本文:
--------------------
歌詳細

ここにしてそがひに見ゆる我が背子が垣内の谷に明けされば榛のさ枝に夕されば藤の繁みにはろはろに鳴くほととぎす我がやどの植ゑ木橘花に散る時をまだしみ来鳴かなくそこは恨みず然れども谷片付きて家居せる君が聞きつつ告げなくも憂し

項目 内容
番号 19-4207
漢字本文(題詞) 廿二日、贈判官久米朝臣廣縄、霍公鳥怨恨歌一首〔并短歌〕
漢字本文 此間尒之氐曽我比尒所見和我勢故我垣都能谿尒安氣左礼婆榛之狭枝尒暮左礼婆藤之繁美尒遥〻尒鳴霍公鳥吾屋戸能殖木橘花尒知流時乎麻太之美伎奈加奈久曽許波不怨之可礼杼毛谷可多頭伎氐家居有君之聞都〻追氣奈久毛宇之
読み下し文(題詞) 二十二日に、判官久米朝臣広縄に贈れる、霍公鳥の怨恨の歌一首〔并せて短歌〕
読み下し文 ここにしてそがひに見ゆる我が背子が垣内の谷に明けされば榛のさ枝に夕されば藤の繁みにはろはろに鳴くほととぎす我がやどの植ゑ木橘花に散る時をまだしみ来鳴かなくそこは恨みず然れども谷片付きて家居せる君が聞きつつ告げなくも憂し
訓み ここにしてそがひにみゆるわがせこがかきつのたににあけさればはりのさえだにゆふさればふぢのしげみにはろはろになくほととぎすわがやどのうゑきたちばなはなにちるときをまだしみきなかなくそこはうらみずしかれどもたにかたづきていへゐせるきみがききつつつげなくもうし
現代語訳 ここから背後に見えるあなたの家の囲いの谷で、朝になると榛(ハン)の枝に、夕べになると藤の花の繁みに、遠く鳴く霍公鳥は、わが家に植えた橘の花が散る時にも、まだ時が早いとて、来ては鳴かない。そのことは怨めしく思わないが、しかし谷近くに住んでおられるあなたが、声を耳にしながらそれを告げて来ないことも、つらいことだ。
--------------------
本文の題詞によると、この歌は誰に贈られたものか。

提供一覧:
--------------------
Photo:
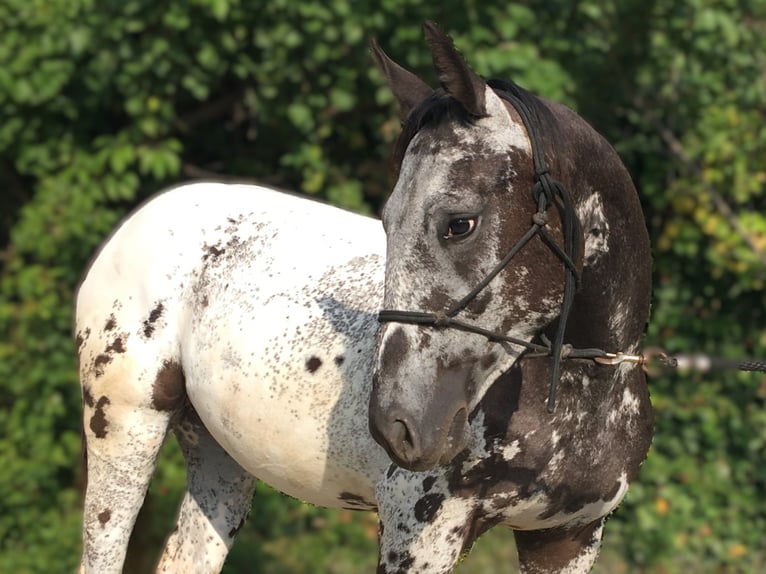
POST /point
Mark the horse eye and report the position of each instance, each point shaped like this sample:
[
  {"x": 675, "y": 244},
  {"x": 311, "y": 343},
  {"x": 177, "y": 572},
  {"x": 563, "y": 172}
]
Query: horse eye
[{"x": 460, "y": 227}]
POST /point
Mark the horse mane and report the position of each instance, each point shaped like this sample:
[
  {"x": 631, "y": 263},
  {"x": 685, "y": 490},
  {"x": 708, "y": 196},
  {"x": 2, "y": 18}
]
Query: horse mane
[{"x": 439, "y": 108}]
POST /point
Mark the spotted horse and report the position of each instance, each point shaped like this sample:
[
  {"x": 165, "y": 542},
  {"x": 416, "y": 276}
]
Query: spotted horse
[{"x": 243, "y": 320}]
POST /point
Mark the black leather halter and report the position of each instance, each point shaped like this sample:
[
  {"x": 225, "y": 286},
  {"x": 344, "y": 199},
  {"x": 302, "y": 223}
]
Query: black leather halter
[{"x": 544, "y": 192}]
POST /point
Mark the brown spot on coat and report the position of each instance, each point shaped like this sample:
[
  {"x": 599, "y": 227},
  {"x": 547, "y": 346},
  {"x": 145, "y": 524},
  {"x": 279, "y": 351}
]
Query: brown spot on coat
[
  {"x": 87, "y": 397},
  {"x": 117, "y": 346},
  {"x": 104, "y": 517},
  {"x": 99, "y": 363},
  {"x": 233, "y": 531},
  {"x": 98, "y": 422},
  {"x": 169, "y": 391},
  {"x": 427, "y": 507},
  {"x": 154, "y": 315},
  {"x": 313, "y": 364}
]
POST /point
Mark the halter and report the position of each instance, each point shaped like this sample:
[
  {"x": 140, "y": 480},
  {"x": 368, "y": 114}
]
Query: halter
[{"x": 544, "y": 192}]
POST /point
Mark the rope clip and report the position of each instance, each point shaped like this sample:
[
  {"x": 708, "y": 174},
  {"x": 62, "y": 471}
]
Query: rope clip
[{"x": 619, "y": 358}]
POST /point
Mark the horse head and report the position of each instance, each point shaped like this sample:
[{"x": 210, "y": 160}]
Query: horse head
[{"x": 472, "y": 158}]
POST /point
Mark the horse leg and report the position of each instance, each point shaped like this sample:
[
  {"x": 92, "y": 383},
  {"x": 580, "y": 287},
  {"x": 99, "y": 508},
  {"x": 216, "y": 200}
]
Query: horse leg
[
  {"x": 571, "y": 550},
  {"x": 423, "y": 527},
  {"x": 122, "y": 438},
  {"x": 215, "y": 505}
]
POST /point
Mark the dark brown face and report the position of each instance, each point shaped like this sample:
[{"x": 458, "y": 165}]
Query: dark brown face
[{"x": 461, "y": 201}]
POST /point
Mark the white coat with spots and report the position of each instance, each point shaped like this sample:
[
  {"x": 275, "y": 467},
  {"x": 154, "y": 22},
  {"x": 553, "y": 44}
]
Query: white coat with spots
[{"x": 242, "y": 319}]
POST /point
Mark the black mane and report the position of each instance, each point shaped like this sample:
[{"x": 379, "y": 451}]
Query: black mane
[{"x": 440, "y": 108}]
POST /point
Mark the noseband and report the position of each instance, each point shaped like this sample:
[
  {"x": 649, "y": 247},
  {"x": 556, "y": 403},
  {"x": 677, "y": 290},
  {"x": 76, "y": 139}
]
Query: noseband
[{"x": 544, "y": 192}]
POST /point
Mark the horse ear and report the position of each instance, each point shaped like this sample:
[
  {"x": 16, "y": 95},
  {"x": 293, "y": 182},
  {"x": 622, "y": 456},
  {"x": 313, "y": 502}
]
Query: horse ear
[
  {"x": 457, "y": 79},
  {"x": 408, "y": 89}
]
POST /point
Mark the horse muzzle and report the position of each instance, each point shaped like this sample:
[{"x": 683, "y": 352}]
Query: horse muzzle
[{"x": 420, "y": 440}]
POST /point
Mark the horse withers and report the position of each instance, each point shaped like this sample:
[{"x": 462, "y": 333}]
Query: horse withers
[{"x": 244, "y": 320}]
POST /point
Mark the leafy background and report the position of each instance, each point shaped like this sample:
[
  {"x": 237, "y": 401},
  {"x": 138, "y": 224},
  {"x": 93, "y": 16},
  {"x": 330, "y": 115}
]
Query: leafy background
[{"x": 104, "y": 103}]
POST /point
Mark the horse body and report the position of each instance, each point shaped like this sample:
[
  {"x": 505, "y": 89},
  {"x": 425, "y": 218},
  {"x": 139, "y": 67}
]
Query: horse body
[
  {"x": 245, "y": 320},
  {"x": 264, "y": 327}
]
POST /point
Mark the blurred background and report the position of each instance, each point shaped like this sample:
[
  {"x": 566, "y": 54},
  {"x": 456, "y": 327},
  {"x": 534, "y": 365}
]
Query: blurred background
[{"x": 103, "y": 103}]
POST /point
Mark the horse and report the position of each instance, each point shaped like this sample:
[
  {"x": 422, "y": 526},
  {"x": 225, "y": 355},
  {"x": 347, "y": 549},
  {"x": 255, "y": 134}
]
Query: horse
[
  {"x": 516, "y": 247},
  {"x": 244, "y": 320}
]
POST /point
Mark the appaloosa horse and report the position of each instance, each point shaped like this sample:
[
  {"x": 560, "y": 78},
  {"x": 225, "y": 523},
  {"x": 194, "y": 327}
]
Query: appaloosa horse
[{"x": 243, "y": 319}]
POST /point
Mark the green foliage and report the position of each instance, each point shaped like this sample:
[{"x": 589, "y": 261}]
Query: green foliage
[{"x": 104, "y": 103}]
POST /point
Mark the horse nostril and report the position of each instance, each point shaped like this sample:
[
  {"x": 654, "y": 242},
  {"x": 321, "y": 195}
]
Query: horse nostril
[{"x": 401, "y": 435}]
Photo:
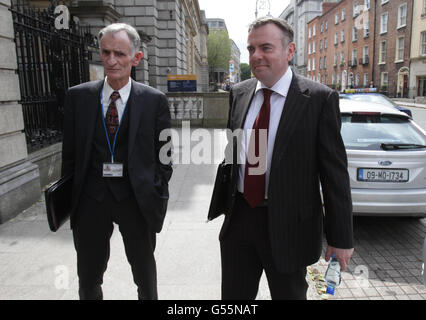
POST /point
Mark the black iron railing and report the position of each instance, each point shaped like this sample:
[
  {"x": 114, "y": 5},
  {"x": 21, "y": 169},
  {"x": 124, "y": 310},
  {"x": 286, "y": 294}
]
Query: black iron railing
[{"x": 49, "y": 62}]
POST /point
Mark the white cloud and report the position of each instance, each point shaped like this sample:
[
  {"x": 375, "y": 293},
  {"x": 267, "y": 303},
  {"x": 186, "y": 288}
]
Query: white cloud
[{"x": 238, "y": 14}]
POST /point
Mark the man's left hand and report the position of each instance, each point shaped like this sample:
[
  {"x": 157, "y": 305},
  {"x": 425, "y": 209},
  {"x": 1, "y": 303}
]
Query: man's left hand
[{"x": 343, "y": 255}]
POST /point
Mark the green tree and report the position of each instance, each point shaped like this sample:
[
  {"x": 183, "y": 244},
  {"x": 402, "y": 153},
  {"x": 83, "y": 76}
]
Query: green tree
[
  {"x": 218, "y": 50},
  {"x": 245, "y": 71}
]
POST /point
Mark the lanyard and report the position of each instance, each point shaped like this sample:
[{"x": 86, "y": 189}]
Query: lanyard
[{"x": 111, "y": 149}]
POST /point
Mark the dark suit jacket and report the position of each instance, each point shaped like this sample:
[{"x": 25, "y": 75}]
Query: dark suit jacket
[
  {"x": 308, "y": 149},
  {"x": 149, "y": 115}
]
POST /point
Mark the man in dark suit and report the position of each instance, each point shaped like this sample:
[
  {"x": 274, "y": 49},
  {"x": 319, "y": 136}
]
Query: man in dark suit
[
  {"x": 111, "y": 145},
  {"x": 275, "y": 219}
]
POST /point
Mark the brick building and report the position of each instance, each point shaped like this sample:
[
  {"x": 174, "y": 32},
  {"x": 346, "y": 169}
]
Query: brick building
[
  {"x": 417, "y": 84},
  {"x": 340, "y": 45},
  {"x": 392, "y": 43}
]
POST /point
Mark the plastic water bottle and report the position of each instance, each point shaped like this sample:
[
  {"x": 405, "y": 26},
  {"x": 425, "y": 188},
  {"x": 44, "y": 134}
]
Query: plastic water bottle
[{"x": 333, "y": 276}]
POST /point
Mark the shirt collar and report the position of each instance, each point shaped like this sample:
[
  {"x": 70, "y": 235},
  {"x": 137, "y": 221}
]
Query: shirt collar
[
  {"x": 281, "y": 86},
  {"x": 124, "y": 91}
]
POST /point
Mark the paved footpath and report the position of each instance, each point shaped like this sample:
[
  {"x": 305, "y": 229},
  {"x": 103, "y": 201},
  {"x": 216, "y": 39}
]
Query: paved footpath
[{"x": 38, "y": 264}]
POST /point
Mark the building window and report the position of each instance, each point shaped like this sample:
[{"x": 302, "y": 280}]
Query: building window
[
  {"x": 384, "y": 79},
  {"x": 354, "y": 34},
  {"x": 366, "y": 4},
  {"x": 365, "y": 80},
  {"x": 365, "y": 55},
  {"x": 355, "y": 10},
  {"x": 423, "y": 44},
  {"x": 354, "y": 56},
  {"x": 382, "y": 53},
  {"x": 384, "y": 22},
  {"x": 399, "y": 54},
  {"x": 402, "y": 15},
  {"x": 366, "y": 29}
]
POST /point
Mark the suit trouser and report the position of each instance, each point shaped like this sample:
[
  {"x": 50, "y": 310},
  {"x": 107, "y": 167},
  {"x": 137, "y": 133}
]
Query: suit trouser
[
  {"x": 246, "y": 252},
  {"x": 92, "y": 232}
]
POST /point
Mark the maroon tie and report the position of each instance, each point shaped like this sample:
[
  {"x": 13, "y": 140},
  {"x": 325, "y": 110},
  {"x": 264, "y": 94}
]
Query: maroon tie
[
  {"x": 111, "y": 118},
  {"x": 254, "y": 184}
]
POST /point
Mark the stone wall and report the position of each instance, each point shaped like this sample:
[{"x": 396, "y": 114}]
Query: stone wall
[{"x": 19, "y": 178}]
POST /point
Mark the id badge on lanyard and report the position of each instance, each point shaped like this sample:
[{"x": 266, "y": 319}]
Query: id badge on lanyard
[{"x": 111, "y": 169}]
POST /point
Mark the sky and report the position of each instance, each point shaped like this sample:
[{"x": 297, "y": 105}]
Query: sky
[{"x": 238, "y": 14}]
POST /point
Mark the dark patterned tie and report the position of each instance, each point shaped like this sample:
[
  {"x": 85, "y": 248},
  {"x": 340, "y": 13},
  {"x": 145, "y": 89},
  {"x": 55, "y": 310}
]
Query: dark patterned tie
[
  {"x": 111, "y": 118},
  {"x": 254, "y": 184}
]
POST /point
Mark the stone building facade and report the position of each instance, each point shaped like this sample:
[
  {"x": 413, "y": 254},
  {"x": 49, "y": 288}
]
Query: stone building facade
[
  {"x": 340, "y": 45},
  {"x": 417, "y": 84},
  {"x": 174, "y": 33},
  {"x": 19, "y": 178},
  {"x": 392, "y": 42},
  {"x": 298, "y": 13}
]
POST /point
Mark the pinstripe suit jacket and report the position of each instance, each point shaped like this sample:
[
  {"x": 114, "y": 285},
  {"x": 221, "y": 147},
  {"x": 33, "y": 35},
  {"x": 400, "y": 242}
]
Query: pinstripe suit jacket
[{"x": 308, "y": 151}]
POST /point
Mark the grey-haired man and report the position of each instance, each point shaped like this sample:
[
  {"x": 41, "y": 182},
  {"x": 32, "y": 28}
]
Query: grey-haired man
[{"x": 111, "y": 145}]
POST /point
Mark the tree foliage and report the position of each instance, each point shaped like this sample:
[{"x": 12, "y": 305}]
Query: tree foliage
[
  {"x": 218, "y": 49},
  {"x": 245, "y": 71}
]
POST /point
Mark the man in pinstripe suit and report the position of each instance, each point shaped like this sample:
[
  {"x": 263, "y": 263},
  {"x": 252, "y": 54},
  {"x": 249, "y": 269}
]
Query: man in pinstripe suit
[{"x": 281, "y": 230}]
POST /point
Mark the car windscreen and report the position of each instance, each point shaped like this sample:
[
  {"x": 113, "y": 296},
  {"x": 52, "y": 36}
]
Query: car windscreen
[
  {"x": 370, "y": 131},
  {"x": 373, "y": 98}
]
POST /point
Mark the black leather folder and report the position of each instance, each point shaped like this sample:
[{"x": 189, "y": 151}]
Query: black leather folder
[
  {"x": 58, "y": 198},
  {"x": 219, "y": 200}
]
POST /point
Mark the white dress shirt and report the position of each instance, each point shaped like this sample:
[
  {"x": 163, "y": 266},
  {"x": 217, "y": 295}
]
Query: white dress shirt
[
  {"x": 280, "y": 90},
  {"x": 121, "y": 102}
]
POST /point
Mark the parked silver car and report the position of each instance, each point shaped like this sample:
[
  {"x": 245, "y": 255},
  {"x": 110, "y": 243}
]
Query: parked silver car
[{"x": 386, "y": 160}]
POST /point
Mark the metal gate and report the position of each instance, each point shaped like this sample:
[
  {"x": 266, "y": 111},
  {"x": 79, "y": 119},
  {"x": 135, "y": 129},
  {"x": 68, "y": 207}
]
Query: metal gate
[{"x": 49, "y": 62}]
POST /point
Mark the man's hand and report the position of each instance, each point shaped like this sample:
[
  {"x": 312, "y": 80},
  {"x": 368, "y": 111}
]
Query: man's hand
[{"x": 343, "y": 255}]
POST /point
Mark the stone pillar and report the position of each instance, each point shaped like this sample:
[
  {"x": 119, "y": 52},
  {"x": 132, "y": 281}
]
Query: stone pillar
[{"x": 19, "y": 178}]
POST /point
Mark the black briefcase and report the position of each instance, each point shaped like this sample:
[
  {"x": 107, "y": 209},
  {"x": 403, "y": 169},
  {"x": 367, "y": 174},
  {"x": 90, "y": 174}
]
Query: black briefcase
[
  {"x": 58, "y": 198},
  {"x": 219, "y": 200}
]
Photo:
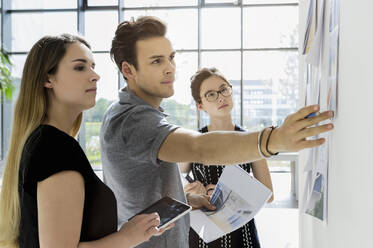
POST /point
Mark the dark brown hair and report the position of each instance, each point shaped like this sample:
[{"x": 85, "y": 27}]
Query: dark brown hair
[
  {"x": 123, "y": 46},
  {"x": 200, "y": 76}
]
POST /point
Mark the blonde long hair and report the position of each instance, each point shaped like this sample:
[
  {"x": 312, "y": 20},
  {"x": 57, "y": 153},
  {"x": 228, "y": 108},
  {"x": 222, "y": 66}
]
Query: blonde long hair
[{"x": 30, "y": 111}]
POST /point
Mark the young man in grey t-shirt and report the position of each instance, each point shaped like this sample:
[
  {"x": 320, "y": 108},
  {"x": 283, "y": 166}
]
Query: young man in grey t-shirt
[{"x": 140, "y": 149}]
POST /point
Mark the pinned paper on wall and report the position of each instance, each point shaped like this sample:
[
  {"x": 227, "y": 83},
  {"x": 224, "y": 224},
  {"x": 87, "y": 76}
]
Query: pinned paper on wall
[
  {"x": 315, "y": 197},
  {"x": 311, "y": 27},
  {"x": 332, "y": 100}
]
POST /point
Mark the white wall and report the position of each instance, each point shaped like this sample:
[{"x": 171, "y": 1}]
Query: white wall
[{"x": 350, "y": 199}]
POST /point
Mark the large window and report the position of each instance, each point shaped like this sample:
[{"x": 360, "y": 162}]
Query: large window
[{"x": 254, "y": 44}]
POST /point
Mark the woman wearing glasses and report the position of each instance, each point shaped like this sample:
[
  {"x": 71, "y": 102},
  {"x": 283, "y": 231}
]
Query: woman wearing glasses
[{"x": 213, "y": 94}]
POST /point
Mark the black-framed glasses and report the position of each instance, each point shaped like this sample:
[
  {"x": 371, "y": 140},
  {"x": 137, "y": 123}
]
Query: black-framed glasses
[{"x": 213, "y": 95}]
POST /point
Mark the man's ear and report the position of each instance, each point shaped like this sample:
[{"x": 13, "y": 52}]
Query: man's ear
[
  {"x": 128, "y": 70},
  {"x": 48, "y": 84}
]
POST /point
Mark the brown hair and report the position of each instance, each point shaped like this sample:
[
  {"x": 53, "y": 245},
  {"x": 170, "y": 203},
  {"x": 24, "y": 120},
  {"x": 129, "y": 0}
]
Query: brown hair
[
  {"x": 123, "y": 46},
  {"x": 200, "y": 76},
  {"x": 30, "y": 111}
]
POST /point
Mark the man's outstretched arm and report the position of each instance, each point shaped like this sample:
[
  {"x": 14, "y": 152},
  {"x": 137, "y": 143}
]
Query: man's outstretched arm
[{"x": 222, "y": 147}]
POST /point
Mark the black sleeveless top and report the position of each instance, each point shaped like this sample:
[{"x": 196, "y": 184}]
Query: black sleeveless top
[
  {"x": 48, "y": 151},
  {"x": 247, "y": 235}
]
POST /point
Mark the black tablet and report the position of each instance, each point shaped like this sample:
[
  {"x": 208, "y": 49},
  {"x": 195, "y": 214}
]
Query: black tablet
[{"x": 168, "y": 209}]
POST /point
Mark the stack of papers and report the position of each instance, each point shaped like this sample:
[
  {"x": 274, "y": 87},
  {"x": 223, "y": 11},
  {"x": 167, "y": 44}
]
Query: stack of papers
[{"x": 238, "y": 197}]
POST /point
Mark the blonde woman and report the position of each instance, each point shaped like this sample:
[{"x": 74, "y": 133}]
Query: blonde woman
[{"x": 50, "y": 195}]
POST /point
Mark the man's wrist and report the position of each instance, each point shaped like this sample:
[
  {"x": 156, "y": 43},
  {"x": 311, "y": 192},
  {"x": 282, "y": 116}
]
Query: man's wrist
[
  {"x": 263, "y": 140},
  {"x": 273, "y": 142}
]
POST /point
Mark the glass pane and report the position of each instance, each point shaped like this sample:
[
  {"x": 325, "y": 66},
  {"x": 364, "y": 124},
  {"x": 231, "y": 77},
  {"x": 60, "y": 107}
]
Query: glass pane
[
  {"x": 154, "y": 3},
  {"x": 270, "y": 87},
  {"x": 271, "y": 27},
  {"x": 182, "y": 25},
  {"x": 180, "y": 106},
  {"x": 221, "y": 28},
  {"x": 1, "y": 138},
  {"x": 43, "y": 4},
  {"x": 107, "y": 91},
  {"x": 100, "y": 31},
  {"x": 230, "y": 67},
  {"x": 27, "y": 28},
  {"x": 268, "y": 1},
  {"x": 102, "y": 3}
]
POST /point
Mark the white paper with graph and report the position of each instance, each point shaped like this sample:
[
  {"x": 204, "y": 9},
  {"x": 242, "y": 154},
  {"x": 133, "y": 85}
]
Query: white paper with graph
[{"x": 238, "y": 197}]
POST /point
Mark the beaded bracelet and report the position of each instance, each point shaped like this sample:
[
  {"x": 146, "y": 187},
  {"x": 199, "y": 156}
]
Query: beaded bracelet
[
  {"x": 269, "y": 135},
  {"x": 260, "y": 143}
]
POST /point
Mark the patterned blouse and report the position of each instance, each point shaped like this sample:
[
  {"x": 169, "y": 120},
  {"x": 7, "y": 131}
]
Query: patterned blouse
[{"x": 243, "y": 237}]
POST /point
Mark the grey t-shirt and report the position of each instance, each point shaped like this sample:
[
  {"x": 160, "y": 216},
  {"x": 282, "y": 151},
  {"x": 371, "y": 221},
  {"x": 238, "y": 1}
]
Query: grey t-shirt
[{"x": 132, "y": 133}]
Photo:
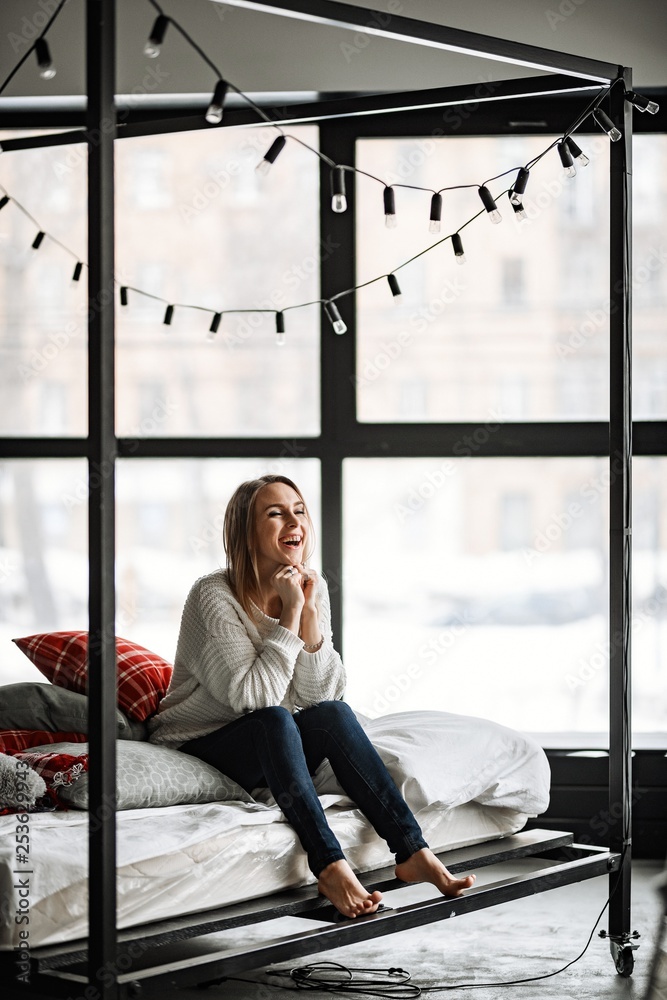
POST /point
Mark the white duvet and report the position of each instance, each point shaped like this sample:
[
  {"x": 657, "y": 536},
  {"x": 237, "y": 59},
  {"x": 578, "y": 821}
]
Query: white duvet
[{"x": 467, "y": 780}]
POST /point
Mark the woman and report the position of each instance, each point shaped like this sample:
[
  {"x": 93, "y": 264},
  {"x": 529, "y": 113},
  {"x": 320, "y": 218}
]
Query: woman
[{"x": 257, "y": 689}]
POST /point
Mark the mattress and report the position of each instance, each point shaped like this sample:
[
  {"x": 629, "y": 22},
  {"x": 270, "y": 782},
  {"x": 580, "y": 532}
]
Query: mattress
[
  {"x": 466, "y": 779},
  {"x": 184, "y": 859}
]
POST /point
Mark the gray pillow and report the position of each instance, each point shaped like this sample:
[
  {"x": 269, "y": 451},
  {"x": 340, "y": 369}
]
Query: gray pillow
[
  {"x": 149, "y": 775},
  {"x": 32, "y": 705}
]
--------------------
完全な回答:
判官久米朝臣広縄